== OBJECTIVE ==
In the material starting at the line that contains "Pick-planner input: for every instance of the tall" and ending at the line that contains "point(109, 344)", rename "reference point" to "target point" and reproduce those lines with everything else unchanged.

[Named-object pointing material]
▬▬▬

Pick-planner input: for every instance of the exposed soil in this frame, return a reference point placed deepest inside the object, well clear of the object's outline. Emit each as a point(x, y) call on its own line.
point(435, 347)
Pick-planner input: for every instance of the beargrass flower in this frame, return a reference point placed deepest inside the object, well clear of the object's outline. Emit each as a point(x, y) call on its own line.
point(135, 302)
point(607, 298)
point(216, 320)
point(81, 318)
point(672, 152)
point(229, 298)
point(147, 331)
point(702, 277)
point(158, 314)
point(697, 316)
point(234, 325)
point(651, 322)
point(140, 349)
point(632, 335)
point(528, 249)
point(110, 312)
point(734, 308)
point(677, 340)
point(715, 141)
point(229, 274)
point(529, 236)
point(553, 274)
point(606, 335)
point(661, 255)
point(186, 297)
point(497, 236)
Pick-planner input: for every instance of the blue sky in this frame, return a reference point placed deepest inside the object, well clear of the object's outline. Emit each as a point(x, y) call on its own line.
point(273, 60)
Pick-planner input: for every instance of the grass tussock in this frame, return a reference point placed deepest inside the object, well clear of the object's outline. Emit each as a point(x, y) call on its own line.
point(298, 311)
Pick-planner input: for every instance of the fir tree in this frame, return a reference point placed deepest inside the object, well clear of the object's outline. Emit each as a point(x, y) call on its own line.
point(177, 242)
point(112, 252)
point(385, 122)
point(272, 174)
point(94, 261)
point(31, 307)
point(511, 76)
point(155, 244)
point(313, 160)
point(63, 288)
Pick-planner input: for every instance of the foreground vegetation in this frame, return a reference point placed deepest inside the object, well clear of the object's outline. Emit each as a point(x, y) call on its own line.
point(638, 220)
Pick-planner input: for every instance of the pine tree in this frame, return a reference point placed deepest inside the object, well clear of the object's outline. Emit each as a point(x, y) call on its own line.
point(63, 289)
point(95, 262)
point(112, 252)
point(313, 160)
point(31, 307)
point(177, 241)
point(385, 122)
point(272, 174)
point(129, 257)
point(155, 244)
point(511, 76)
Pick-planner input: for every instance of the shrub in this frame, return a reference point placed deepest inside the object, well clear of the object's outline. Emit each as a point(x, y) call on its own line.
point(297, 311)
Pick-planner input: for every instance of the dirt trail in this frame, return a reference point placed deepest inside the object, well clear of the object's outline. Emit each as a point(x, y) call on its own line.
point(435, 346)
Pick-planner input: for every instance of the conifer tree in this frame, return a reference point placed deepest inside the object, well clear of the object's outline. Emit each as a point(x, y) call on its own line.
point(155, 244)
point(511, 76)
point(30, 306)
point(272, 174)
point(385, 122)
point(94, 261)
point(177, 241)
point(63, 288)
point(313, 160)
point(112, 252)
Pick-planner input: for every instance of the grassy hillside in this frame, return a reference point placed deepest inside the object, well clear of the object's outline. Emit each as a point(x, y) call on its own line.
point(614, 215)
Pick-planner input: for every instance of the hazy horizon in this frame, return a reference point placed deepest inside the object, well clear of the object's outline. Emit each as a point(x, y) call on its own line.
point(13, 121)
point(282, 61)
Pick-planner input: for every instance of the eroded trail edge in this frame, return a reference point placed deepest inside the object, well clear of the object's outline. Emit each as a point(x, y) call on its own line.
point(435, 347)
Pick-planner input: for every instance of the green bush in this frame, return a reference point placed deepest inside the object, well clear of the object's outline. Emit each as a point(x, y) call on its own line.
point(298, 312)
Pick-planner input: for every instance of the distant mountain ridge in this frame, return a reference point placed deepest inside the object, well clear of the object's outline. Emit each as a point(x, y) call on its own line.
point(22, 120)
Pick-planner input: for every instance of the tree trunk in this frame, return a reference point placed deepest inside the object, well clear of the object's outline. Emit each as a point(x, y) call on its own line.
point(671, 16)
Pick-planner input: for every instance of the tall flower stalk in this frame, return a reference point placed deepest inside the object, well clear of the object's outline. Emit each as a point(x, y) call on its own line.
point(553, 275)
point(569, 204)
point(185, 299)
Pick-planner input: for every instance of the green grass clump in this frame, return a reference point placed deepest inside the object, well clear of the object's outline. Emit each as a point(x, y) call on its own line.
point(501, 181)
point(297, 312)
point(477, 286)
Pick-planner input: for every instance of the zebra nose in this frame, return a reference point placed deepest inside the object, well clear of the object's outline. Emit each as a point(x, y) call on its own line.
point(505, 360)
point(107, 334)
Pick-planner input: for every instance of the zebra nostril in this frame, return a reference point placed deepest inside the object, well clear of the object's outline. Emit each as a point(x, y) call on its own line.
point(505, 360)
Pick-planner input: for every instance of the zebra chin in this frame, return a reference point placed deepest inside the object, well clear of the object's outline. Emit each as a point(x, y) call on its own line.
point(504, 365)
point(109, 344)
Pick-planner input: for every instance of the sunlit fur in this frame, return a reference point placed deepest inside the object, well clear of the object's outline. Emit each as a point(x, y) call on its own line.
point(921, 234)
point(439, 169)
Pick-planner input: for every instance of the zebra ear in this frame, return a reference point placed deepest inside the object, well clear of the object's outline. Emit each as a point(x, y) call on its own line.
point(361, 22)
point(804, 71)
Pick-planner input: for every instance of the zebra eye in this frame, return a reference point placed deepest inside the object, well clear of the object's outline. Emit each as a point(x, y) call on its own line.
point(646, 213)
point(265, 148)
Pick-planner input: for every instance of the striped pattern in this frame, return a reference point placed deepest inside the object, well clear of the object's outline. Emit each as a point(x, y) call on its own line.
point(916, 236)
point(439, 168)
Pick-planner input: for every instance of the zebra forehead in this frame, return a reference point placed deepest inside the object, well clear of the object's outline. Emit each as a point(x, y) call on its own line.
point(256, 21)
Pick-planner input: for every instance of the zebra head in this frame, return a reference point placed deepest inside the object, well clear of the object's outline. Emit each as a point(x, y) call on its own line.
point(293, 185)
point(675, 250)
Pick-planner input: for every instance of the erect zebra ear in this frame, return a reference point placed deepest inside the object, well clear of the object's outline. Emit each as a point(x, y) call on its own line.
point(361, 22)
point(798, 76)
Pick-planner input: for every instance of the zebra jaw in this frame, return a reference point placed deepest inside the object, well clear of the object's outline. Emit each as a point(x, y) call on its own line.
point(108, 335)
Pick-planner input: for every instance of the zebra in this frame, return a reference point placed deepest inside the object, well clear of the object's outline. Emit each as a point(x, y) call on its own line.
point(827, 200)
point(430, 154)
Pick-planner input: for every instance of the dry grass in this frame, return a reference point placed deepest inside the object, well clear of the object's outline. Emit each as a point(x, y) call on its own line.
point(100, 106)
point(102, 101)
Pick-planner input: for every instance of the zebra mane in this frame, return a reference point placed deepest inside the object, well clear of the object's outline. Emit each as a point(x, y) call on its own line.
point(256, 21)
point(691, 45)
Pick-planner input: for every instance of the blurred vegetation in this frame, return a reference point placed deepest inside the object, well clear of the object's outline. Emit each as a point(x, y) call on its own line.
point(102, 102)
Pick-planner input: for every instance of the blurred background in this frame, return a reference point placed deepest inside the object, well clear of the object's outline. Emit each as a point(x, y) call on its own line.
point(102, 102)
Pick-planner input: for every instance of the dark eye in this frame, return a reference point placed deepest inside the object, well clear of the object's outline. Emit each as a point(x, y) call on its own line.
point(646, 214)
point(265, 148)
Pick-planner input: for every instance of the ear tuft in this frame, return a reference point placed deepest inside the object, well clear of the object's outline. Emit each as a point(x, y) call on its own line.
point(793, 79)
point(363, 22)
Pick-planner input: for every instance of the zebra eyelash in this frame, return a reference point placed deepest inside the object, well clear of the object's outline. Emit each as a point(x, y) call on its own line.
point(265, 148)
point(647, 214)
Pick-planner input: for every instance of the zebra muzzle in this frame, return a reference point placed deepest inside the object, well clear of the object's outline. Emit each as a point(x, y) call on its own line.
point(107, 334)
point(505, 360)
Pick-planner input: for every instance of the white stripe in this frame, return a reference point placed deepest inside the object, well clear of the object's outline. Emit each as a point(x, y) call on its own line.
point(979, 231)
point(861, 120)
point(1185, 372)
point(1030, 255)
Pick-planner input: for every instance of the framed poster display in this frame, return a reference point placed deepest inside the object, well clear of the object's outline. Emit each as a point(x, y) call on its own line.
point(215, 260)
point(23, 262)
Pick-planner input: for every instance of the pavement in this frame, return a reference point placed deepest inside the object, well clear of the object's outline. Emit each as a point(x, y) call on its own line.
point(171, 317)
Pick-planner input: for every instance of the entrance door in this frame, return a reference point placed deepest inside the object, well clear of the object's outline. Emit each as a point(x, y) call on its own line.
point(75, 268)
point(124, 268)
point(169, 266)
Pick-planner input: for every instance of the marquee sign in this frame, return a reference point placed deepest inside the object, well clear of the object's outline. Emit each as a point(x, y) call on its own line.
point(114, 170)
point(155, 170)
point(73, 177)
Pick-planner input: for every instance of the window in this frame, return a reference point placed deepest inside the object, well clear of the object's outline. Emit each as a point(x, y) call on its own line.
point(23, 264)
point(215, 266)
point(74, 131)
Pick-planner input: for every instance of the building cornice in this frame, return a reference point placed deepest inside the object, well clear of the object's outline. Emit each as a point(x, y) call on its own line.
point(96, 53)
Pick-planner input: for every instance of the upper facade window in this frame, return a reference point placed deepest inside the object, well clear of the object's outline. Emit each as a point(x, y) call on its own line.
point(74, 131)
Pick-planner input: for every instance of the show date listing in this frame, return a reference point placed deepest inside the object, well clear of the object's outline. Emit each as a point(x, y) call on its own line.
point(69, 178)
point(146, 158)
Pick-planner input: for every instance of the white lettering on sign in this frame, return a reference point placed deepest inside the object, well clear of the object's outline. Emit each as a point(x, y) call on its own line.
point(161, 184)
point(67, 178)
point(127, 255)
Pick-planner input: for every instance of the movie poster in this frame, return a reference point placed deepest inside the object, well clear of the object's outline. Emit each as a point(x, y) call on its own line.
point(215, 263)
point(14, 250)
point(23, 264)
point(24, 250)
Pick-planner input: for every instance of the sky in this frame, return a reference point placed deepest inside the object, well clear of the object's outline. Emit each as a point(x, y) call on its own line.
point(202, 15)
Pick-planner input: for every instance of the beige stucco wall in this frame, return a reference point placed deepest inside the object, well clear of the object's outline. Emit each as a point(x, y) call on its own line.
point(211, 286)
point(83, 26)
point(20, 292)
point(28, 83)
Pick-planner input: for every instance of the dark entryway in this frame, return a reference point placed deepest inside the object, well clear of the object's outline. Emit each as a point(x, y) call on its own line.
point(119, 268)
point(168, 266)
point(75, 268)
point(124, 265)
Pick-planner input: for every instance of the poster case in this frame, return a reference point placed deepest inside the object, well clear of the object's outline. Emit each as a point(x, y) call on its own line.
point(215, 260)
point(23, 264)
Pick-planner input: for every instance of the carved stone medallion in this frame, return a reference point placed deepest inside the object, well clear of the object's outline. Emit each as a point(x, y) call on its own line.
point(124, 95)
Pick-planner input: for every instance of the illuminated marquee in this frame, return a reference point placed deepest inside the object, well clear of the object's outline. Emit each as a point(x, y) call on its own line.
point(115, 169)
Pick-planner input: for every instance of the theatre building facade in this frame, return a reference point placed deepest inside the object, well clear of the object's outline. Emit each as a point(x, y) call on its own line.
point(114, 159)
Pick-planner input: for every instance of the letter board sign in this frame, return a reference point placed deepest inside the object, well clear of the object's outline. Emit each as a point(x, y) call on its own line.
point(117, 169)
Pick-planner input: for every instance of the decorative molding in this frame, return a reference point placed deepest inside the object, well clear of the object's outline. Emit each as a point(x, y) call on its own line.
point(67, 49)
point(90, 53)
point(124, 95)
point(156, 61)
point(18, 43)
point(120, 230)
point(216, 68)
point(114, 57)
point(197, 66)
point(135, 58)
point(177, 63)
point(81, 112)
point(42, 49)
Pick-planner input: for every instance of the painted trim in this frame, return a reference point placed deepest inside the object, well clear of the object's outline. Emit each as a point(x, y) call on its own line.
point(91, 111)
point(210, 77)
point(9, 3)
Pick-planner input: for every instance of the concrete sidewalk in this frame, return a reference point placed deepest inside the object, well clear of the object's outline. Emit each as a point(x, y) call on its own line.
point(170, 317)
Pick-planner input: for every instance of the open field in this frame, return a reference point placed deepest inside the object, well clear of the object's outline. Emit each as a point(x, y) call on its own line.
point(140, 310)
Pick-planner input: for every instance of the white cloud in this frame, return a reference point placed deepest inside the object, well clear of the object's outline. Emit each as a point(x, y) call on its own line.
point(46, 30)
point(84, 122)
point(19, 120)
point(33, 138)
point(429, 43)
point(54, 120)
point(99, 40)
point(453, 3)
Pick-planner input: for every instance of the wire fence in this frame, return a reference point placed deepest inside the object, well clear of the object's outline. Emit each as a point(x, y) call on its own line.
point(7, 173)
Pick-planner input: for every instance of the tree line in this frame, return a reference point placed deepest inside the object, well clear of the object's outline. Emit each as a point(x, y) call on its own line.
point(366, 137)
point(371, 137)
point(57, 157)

▬▬▬

== WRITTEN REPLY ==
Pick-planner input: for every instance of the tall flower stalk in this frame, return a target point placed deepest inside the object, well clear of the object's outline. Emit each as a point(x, y) call on its own line.
point(553, 275)
point(569, 204)
point(185, 299)
Pick-planner input: for every instance of the green grass clump in this frame, return a target point placed deepest inside the object, well clear of the object's outline. Emit each as a point(x, y) call on its own line.
point(501, 181)
point(297, 312)
point(477, 286)
Pick-planner input: for every instance of the zebra nose in this frame, return a target point placed deepest inside the object, well clear of the object's outline. Emit each as a point(x, y) call on its own line.
point(505, 360)
point(107, 334)
Pick-planner input: for every instance of the zebra nostril in this frame, return a target point placed deepest inside the object, well clear of the object's outline. Emit each as a point(x, y) call on its own line.
point(505, 360)
Pick-planner input: for every instance of the zebra chin in this frame, return a target point placed deepest inside the object, well clear of the object's outline. Emit each as a point(x, y) call on its own line.
point(504, 365)
point(109, 344)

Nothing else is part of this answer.